WORK INSTRUCTIONS >>
Among the lines below, list those containing the string "hoodie".

INPUT RECORDS >>
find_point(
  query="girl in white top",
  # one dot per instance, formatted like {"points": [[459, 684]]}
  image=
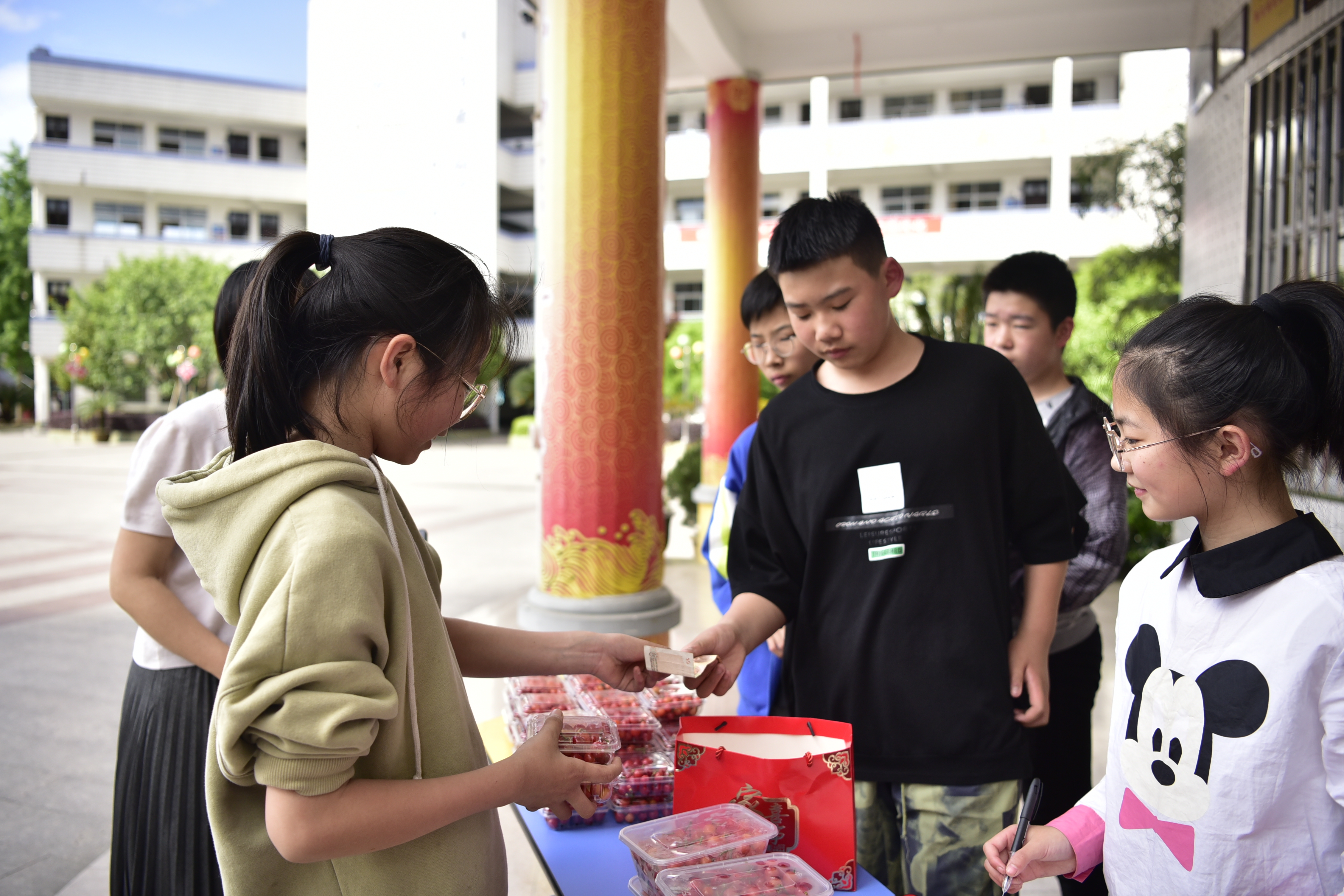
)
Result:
{"points": [[1226, 762], [161, 835]]}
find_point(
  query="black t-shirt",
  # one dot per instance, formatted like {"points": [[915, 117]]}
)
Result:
{"points": [[900, 616]]}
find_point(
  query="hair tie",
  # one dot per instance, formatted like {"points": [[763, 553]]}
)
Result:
{"points": [[324, 252], [1272, 307]]}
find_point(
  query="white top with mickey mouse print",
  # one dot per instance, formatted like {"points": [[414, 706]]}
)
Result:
{"points": [[1225, 770]]}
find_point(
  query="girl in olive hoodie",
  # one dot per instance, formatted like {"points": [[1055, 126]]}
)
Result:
{"points": [[343, 754]]}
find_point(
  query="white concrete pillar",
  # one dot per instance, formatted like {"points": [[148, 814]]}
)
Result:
{"points": [[820, 120], [1061, 160]]}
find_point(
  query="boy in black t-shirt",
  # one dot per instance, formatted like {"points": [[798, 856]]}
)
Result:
{"points": [[883, 491]]}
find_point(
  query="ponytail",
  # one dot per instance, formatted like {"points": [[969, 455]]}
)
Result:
{"points": [[1276, 365], [292, 336]]}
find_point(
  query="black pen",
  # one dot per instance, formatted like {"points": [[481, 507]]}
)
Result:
{"points": [[1029, 815]]}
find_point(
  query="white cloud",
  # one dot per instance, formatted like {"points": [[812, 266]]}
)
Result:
{"points": [[17, 112], [18, 22]]}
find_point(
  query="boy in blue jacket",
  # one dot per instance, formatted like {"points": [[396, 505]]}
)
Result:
{"points": [[781, 359]]}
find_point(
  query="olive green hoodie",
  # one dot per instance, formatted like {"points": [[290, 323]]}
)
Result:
{"points": [[340, 667]]}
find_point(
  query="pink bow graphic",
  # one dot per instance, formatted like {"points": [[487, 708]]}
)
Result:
{"points": [[1179, 839]]}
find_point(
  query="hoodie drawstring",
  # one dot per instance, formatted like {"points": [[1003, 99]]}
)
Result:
{"points": [[410, 640]]}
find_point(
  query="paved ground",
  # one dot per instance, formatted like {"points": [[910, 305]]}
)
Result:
{"points": [[65, 647]]}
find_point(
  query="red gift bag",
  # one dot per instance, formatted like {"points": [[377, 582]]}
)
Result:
{"points": [[799, 773]]}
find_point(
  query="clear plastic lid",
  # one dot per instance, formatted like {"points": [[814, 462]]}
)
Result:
{"points": [[710, 835], [534, 684], [773, 874], [604, 700], [581, 734]]}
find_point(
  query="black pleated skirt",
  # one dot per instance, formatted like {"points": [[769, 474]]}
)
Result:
{"points": [[161, 833]]}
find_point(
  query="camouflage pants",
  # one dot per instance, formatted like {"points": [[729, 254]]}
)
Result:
{"points": [[928, 839]]}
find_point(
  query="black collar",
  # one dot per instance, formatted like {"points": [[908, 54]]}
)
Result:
{"points": [[1259, 559]]}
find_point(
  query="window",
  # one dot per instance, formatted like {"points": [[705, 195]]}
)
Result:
{"points": [[182, 223], [58, 130], [690, 211], [908, 107], [983, 195], [1037, 96], [58, 292], [185, 143], [1080, 194], [58, 213], [1035, 193], [115, 136], [1293, 210], [116, 220], [1230, 45], [897, 201], [964, 101], [689, 297]]}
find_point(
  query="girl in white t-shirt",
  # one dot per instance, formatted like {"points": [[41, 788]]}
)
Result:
{"points": [[161, 835], [1226, 762]]}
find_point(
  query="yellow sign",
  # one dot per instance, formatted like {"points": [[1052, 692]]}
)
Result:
{"points": [[1267, 19]]}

SOLUTION TO THE EXERCISE >>
  query="girl in olive hoodie",
  query="olive green hoodie",
  query="hoodie drawstring",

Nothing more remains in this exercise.